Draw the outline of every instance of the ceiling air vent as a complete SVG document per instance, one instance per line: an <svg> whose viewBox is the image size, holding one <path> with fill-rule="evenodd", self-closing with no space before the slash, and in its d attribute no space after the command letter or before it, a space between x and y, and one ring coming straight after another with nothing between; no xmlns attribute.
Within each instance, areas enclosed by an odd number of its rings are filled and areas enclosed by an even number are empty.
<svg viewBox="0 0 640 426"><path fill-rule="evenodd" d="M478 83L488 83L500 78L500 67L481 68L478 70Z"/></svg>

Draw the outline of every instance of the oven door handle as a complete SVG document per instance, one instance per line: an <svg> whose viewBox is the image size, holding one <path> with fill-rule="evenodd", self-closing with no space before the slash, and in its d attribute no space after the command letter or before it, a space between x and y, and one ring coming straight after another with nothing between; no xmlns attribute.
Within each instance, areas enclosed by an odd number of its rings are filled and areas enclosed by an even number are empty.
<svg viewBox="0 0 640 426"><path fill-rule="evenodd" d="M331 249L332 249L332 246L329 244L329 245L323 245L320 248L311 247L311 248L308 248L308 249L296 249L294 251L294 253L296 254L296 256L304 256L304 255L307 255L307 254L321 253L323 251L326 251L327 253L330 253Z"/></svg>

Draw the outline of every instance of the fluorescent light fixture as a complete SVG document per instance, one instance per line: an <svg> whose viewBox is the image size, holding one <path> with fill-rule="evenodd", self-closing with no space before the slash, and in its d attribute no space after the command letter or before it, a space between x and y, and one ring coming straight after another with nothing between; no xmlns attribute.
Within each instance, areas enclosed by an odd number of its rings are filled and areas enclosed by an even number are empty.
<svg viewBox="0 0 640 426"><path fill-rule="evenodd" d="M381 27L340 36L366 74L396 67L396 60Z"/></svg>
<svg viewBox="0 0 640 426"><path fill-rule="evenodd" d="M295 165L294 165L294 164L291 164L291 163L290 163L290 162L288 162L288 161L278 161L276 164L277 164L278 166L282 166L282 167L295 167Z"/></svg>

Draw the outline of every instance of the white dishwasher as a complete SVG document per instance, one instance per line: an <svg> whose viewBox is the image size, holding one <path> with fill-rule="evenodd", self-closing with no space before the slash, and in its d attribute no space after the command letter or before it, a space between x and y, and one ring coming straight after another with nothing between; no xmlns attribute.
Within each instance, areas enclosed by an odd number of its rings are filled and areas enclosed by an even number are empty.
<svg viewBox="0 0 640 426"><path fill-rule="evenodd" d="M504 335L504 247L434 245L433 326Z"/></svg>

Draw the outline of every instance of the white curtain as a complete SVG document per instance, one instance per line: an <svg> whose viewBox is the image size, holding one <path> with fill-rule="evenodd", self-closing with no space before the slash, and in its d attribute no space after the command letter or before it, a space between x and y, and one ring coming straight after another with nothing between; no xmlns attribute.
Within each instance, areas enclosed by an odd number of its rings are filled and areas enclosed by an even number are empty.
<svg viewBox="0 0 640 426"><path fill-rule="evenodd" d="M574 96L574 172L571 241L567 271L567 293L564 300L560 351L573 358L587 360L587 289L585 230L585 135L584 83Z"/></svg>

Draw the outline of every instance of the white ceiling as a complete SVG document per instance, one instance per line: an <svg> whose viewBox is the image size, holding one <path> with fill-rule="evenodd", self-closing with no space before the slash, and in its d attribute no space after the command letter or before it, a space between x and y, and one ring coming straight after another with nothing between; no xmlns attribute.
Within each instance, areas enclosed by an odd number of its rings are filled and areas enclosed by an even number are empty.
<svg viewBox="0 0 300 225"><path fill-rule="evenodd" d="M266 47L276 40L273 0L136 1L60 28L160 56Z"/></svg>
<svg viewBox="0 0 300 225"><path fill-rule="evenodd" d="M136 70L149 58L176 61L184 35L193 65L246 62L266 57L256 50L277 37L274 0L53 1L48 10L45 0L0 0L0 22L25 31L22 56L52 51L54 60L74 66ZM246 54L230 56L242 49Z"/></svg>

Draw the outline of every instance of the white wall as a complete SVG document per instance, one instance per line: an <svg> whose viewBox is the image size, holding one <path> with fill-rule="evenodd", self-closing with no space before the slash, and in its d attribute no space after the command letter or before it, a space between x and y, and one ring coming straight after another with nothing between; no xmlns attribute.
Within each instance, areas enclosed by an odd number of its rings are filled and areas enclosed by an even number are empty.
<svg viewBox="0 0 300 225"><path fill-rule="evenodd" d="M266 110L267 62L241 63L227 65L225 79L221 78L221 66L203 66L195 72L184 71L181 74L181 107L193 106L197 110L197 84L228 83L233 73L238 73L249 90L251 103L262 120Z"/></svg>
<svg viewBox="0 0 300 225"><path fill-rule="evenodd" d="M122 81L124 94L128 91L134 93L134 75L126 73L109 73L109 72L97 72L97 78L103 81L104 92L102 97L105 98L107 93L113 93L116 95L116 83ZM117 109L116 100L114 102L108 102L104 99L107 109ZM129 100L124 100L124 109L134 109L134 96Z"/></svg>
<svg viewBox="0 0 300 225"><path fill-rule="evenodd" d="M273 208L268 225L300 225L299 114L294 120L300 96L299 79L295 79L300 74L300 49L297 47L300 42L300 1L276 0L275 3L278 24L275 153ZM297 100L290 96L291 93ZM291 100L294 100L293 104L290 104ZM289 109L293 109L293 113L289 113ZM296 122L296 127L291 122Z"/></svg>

• • • •

Exercise description> A single number is the whole answer: the count of lines above that hold "white".

Reply to the exercise> 4